Required work> Please print the data again exactly as given.

(Dataset items)
-------
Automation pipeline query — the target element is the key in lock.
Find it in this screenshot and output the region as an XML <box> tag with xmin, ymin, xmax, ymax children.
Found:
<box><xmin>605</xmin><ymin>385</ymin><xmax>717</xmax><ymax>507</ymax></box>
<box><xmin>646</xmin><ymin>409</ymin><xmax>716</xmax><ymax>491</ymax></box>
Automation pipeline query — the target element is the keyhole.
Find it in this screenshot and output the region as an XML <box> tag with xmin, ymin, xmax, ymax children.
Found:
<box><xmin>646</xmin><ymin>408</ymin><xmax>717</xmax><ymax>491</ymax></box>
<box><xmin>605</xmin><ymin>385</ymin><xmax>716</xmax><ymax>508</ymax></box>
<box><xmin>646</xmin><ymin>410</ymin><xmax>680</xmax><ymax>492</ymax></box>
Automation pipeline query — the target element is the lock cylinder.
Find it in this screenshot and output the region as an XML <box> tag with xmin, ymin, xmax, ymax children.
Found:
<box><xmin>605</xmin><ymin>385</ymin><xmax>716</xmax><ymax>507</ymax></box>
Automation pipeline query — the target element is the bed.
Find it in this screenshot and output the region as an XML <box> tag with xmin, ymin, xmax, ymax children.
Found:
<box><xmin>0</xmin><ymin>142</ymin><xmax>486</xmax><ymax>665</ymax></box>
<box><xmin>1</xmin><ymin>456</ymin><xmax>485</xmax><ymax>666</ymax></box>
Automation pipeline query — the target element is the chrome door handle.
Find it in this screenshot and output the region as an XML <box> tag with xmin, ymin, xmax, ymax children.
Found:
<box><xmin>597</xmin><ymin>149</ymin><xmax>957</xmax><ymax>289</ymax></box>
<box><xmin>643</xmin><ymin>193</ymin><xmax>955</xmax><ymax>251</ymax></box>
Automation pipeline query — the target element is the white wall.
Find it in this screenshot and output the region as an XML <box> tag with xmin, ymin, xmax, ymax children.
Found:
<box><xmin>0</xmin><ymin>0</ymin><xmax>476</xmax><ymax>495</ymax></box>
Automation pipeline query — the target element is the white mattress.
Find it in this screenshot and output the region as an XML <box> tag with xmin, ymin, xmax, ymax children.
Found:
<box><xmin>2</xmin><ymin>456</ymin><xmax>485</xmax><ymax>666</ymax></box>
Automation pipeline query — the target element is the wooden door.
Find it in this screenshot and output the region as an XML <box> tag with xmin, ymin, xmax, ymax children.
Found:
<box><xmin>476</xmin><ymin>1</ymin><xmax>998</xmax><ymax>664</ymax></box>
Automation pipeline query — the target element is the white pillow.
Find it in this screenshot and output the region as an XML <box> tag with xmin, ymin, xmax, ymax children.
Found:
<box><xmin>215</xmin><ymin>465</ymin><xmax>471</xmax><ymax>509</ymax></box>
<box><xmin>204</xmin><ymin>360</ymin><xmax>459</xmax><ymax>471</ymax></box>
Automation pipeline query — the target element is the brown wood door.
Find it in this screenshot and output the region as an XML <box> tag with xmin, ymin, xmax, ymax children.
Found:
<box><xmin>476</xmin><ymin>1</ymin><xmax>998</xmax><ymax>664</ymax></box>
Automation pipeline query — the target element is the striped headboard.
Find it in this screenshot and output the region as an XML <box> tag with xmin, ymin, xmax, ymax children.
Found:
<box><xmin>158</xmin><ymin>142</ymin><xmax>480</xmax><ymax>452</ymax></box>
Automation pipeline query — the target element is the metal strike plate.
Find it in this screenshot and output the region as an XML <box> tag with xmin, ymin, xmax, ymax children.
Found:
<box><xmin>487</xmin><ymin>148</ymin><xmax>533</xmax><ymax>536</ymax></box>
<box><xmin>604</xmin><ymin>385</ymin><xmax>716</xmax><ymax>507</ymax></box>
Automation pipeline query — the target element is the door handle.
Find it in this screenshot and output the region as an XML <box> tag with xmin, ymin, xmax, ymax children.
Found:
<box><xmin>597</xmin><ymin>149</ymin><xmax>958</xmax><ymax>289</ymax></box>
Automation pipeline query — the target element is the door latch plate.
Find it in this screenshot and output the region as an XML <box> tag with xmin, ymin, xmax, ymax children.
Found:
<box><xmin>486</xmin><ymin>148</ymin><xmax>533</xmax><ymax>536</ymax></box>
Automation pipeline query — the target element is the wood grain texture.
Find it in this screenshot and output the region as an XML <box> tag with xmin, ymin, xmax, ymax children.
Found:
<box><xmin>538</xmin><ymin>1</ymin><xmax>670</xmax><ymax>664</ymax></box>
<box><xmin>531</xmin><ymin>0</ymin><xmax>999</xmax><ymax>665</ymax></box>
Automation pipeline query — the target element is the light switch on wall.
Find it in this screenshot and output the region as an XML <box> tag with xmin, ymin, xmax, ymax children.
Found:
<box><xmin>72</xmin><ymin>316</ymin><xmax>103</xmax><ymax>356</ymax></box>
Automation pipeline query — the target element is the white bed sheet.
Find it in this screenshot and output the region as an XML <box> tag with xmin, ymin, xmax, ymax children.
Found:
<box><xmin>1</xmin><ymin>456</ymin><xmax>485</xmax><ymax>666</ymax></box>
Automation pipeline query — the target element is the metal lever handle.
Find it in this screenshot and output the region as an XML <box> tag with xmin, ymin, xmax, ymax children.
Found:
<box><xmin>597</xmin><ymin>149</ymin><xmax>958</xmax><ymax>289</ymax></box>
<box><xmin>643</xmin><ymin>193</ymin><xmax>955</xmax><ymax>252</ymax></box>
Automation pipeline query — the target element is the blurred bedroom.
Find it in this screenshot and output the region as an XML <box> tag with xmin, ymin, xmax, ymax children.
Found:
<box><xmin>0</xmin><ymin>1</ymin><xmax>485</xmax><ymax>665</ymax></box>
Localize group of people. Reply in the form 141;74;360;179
-------
Answer box>
Automation pipeline query — the target element is the key in lock.
Find it in this screenshot and output the region as an XML <box> tag with xmin, ymin, xmax, ymax children.
Found:
<box><xmin>605</xmin><ymin>385</ymin><xmax>717</xmax><ymax>507</ymax></box>
<box><xmin>646</xmin><ymin>409</ymin><xmax>716</xmax><ymax>491</ymax></box>
Automation pipeline query — the target element is the keyhole.
Find it in this screenshot and output the region as an XML <box> tag with xmin, ymin, xmax, ymax children.
Found:
<box><xmin>646</xmin><ymin>408</ymin><xmax>717</xmax><ymax>491</ymax></box>
<box><xmin>605</xmin><ymin>385</ymin><xmax>716</xmax><ymax>508</ymax></box>
<box><xmin>646</xmin><ymin>410</ymin><xmax>680</xmax><ymax>492</ymax></box>
Automation pipeline query — the target element is the lock cylinder.
Find it in this screenshot and output the region as an XML <box> tag with xmin, ymin, xmax, ymax children.
Found:
<box><xmin>605</xmin><ymin>385</ymin><xmax>716</xmax><ymax>507</ymax></box>
Automation pipeline query — the target element is the bed.
Find it in this screenshot and output the region as an XML <box> tag with xmin, ymin, xmax, ymax children.
Found:
<box><xmin>0</xmin><ymin>142</ymin><xmax>486</xmax><ymax>665</ymax></box>
<box><xmin>1</xmin><ymin>456</ymin><xmax>485</xmax><ymax>666</ymax></box>
Automation pipeline query — the target element is the chrome door handle.
Find it in this screenshot and output the region as an XML <box> tag with xmin, ymin, xmax, ymax children.
Found:
<box><xmin>597</xmin><ymin>149</ymin><xmax>957</xmax><ymax>289</ymax></box>
<box><xmin>643</xmin><ymin>193</ymin><xmax>955</xmax><ymax>251</ymax></box>
Automation pipeline query — the target element is the white wall.
Find it in this screenshot and output the region as an XML <box> tag with xmin, ymin, xmax, ymax children.
Found:
<box><xmin>0</xmin><ymin>0</ymin><xmax>476</xmax><ymax>495</ymax></box>
Automation pipeline query — the target element is the white mattress.
Find it in this screenshot and output the region as an XML <box> tag with xmin, ymin, xmax, ymax children.
Found:
<box><xmin>2</xmin><ymin>456</ymin><xmax>485</xmax><ymax>666</ymax></box>
Automation pipeline query — the target element is the wooden door.
Find it in this screenshot and output the region as an XML <box> tag with xmin, ymin, xmax, ymax children.
Found:
<box><xmin>476</xmin><ymin>1</ymin><xmax>998</xmax><ymax>664</ymax></box>
Automation pipeline query — the target element is the white pillow.
Find it in this screenshot and output the region as an XML <box> tag with xmin, ymin, xmax, ymax children.
Found:
<box><xmin>215</xmin><ymin>465</ymin><xmax>471</xmax><ymax>509</ymax></box>
<box><xmin>204</xmin><ymin>360</ymin><xmax>459</xmax><ymax>471</ymax></box>
Automation pipeline query — the target element is the brown wood door.
Find it in this screenshot and output the region as an XML <box> tag with xmin, ymin, xmax, ymax children.
Found:
<box><xmin>476</xmin><ymin>1</ymin><xmax>998</xmax><ymax>664</ymax></box>
Automation pipeline query — the target element is the striped headboard.
Find it in this screenshot and output the region as an XML <box> tag with xmin, ymin, xmax, ymax children.
Found:
<box><xmin>158</xmin><ymin>142</ymin><xmax>480</xmax><ymax>452</ymax></box>
Automation pipeline query — the target element is the metal strike plate.
Find it in this screenshot and output the region as an XML <box> tag with xmin, ymin, xmax, ymax children.
Found:
<box><xmin>487</xmin><ymin>148</ymin><xmax>533</xmax><ymax>536</ymax></box>
<box><xmin>604</xmin><ymin>385</ymin><xmax>716</xmax><ymax>507</ymax></box>
Automation pipeline query — the target element is the door handle.
Find it in this screenshot and output the region as an XML <box> tag with xmin, ymin, xmax, ymax children.
Found:
<box><xmin>597</xmin><ymin>149</ymin><xmax>958</xmax><ymax>289</ymax></box>
Automation pipeline query — the target element is the door latch plate.
Find it in this screenshot and output the region as an XML <box> tag with xmin, ymin, xmax, ymax children.
Found:
<box><xmin>486</xmin><ymin>148</ymin><xmax>533</xmax><ymax>536</ymax></box>
Automation pipeline query — the target element is the wood grain texture.
Find it in this screenshot and output the region as an XML <box> tag with xmin, ymin, xmax, ymax children.
Found:
<box><xmin>538</xmin><ymin>1</ymin><xmax>670</xmax><ymax>664</ymax></box>
<box><xmin>531</xmin><ymin>0</ymin><xmax>999</xmax><ymax>665</ymax></box>
Automation pipeline query — the target element is the light switch on wall.
Find it in this screenshot and output the region as an XML <box> tag with xmin, ymin, xmax, ymax children.
Found:
<box><xmin>72</xmin><ymin>316</ymin><xmax>103</xmax><ymax>356</ymax></box>
Automation pipeline query — the target element is the white bed sheet.
Find it in this screenshot and output the region as an XML <box> tag with xmin, ymin, xmax, ymax children.
Found:
<box><xmin>1</xmin><ymin>456</ymin><xmax>485</xmax><ymax>666</ymax></box>
Automation pipeline query — the target element is the metal lever handle.
Find it in this screenshot and output the region as an XML <box> tag with xmin, ymin, xmax, ymax children.
Found:
<box><xmin>597</xmin><ymin>149</ymin><xmax>958</xmax><ymax>289</ymax></box>
<box><xmin>643</xmin><ymin>193</ymin><xmax>955</xmax><ymax>252</ymax></box>
Automation pipeline query — the target element is the blurred bedroom.
Find it in this screenshot and output the region as an XML <box> tag with xmin, ymin, xmax, ymax children.
Found:
<box><xmin>0</xmin><ymin>1</ymin><xmax>485</xmax><ymax>665</ymax></box>
Localize group of people. Reply in the form 141;74;360;179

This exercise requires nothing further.